MATERIAL FOR THIS TASK:
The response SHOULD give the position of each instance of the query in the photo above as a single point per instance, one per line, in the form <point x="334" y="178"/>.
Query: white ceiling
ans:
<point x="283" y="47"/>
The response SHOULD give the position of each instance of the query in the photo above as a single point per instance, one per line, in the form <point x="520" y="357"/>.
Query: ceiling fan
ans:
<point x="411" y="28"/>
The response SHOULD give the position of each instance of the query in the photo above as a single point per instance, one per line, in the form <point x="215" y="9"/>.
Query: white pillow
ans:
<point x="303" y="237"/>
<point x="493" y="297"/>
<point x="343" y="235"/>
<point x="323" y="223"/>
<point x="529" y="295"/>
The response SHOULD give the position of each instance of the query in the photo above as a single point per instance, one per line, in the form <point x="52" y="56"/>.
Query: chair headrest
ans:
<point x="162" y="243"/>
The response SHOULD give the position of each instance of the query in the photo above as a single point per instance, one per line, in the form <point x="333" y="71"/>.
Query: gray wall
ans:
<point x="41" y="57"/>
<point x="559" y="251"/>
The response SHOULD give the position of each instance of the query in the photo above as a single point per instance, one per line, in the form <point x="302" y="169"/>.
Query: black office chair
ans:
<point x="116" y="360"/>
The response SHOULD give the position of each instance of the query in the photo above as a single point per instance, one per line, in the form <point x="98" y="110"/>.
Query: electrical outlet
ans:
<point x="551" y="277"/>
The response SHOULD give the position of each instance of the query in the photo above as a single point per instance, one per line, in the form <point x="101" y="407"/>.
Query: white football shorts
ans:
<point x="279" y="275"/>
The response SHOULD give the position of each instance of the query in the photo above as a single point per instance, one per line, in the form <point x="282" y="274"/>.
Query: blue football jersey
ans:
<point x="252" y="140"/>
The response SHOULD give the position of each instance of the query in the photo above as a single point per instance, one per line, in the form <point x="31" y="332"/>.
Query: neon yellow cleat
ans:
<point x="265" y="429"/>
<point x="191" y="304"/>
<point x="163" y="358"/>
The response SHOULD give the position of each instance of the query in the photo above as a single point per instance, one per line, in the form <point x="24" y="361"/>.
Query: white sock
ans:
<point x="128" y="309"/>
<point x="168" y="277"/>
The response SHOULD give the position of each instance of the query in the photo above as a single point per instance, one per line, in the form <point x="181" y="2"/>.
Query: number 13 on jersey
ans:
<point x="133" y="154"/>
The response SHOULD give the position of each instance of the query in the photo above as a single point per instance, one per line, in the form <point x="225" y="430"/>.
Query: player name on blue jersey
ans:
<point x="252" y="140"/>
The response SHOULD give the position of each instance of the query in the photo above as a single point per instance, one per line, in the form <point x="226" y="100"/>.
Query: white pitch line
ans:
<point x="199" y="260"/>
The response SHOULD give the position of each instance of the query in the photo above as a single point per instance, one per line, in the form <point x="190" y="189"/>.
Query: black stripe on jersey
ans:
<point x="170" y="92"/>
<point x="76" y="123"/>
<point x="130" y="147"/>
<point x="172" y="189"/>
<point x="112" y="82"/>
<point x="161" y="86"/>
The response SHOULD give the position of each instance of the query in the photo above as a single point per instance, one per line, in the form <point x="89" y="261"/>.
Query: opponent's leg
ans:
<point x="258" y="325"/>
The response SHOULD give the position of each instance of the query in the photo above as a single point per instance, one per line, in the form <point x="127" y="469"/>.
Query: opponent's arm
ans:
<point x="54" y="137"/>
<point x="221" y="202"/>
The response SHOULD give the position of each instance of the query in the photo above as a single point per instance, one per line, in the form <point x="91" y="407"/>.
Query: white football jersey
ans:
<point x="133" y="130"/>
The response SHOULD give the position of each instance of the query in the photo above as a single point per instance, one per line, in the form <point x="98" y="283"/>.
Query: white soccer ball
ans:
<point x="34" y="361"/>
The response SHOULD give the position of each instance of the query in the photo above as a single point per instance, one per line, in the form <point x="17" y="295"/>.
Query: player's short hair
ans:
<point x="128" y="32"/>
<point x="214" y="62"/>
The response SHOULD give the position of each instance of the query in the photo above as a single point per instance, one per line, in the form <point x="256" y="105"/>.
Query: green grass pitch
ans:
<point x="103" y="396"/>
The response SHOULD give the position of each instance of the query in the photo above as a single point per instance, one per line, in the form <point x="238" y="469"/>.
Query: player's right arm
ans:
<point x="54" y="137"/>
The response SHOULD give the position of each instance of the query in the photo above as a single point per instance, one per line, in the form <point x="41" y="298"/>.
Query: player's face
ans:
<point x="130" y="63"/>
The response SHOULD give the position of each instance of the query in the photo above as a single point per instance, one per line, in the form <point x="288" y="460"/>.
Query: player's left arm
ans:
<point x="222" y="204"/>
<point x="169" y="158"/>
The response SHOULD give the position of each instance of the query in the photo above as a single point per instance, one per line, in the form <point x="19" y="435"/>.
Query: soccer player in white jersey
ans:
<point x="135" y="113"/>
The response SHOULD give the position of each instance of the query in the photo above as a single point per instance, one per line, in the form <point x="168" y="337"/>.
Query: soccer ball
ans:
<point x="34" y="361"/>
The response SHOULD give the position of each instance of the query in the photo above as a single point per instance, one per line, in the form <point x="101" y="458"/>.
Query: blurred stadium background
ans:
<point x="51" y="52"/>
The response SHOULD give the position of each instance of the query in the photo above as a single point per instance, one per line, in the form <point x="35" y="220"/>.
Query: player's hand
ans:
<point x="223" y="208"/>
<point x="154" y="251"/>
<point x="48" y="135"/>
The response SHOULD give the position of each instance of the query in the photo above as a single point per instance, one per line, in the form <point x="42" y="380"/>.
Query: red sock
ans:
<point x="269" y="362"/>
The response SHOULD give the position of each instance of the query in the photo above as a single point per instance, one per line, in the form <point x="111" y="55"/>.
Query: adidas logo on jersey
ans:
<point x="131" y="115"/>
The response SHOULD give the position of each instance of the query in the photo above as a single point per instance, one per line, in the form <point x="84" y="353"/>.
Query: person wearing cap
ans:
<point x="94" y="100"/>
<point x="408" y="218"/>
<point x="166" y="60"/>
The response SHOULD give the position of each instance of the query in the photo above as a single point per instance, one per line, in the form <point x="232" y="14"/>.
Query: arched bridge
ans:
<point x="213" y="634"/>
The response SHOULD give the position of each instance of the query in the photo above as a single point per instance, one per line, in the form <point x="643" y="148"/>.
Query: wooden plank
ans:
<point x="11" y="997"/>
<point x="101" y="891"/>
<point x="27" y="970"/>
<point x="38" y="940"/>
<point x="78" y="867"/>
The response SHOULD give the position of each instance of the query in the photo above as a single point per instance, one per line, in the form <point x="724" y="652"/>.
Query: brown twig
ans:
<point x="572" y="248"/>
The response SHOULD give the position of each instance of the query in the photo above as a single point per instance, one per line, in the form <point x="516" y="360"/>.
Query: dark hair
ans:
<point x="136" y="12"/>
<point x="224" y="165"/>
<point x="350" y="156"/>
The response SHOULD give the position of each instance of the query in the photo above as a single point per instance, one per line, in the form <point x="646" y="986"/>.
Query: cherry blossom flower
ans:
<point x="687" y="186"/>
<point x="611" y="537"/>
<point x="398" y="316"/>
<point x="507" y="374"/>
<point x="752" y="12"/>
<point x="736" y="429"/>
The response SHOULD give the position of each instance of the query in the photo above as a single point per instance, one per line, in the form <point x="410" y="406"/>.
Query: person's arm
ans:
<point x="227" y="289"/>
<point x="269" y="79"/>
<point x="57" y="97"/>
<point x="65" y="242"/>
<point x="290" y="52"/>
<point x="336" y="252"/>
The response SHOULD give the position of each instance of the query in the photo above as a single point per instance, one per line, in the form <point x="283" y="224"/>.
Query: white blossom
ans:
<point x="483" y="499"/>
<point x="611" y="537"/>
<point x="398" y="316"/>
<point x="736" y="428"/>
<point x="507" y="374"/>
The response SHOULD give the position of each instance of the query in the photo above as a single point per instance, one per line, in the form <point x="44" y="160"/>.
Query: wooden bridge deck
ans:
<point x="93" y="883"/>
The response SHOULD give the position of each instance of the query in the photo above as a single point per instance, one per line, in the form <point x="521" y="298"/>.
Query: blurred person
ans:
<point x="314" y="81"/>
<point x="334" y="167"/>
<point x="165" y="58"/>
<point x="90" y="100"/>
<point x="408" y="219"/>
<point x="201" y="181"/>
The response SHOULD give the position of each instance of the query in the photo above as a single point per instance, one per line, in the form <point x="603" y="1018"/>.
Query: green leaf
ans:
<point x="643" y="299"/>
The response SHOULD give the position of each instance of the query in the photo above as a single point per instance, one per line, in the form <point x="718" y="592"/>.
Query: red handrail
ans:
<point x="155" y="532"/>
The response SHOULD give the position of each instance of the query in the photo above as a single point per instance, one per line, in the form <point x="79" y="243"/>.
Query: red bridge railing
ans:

EXERCISE INSTRUCTIONS: Work through the data and count each line holding the string "white". Give only that count.

ANSWER TO THE EXERCISE: 9